══ DATA SHOWN

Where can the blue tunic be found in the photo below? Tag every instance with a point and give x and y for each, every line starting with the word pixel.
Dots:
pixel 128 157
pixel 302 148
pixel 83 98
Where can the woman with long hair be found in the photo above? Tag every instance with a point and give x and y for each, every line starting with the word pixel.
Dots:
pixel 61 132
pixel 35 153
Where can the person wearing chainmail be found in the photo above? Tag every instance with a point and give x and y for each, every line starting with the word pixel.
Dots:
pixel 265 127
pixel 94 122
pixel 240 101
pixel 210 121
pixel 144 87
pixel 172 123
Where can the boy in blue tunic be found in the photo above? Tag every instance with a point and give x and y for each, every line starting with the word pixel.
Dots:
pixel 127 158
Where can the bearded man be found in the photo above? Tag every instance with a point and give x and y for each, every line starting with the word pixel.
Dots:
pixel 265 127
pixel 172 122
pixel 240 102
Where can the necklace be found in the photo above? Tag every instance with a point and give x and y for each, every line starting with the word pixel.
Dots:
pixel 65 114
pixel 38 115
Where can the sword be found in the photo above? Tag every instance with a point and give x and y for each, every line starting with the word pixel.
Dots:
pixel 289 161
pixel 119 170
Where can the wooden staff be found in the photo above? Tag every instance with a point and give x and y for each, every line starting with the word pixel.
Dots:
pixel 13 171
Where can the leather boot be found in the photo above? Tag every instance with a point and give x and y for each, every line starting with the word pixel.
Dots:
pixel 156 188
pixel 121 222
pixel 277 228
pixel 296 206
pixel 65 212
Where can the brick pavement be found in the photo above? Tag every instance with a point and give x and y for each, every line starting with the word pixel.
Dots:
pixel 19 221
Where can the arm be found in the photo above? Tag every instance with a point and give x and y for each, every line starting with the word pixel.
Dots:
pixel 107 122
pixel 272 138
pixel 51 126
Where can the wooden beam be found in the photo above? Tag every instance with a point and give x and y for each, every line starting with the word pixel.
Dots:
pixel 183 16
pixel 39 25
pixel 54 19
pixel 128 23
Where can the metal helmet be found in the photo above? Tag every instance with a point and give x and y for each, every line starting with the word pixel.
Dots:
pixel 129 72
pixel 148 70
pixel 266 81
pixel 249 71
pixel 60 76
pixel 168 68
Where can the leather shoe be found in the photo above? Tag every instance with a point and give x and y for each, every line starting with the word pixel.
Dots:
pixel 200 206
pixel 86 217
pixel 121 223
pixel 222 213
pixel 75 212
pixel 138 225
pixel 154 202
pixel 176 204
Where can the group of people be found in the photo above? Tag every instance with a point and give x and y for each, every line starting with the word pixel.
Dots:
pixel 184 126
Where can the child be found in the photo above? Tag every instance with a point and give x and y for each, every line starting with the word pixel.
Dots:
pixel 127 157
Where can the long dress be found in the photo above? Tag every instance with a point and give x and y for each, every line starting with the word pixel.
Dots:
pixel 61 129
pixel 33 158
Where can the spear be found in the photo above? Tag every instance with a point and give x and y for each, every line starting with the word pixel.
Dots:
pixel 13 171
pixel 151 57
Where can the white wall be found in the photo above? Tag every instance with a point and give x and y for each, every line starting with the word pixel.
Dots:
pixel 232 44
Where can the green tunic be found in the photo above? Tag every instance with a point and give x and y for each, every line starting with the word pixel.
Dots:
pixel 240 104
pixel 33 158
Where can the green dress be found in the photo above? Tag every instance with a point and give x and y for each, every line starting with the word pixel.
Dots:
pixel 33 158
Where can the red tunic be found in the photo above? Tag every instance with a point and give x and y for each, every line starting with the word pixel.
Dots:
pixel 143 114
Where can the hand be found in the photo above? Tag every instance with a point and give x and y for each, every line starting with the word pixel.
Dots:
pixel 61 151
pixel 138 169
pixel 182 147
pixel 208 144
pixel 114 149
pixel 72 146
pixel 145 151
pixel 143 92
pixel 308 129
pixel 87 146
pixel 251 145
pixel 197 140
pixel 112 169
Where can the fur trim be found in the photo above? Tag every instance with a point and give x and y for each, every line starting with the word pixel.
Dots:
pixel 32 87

════

▶ _YOUR GOAL_
Search the entries above for the string "leather", and report each line where it occurs.

▶ _SOLUTION TO THIS PROBLEM_
Where can the leather boot be found in the photo above? Tag every instance with a point and give x and y for each, every line starting with the word pixel.
Where can the leather shoe be found in the photo above? Tag every instance with a point and give x and y for each, every line starting with the word pixel.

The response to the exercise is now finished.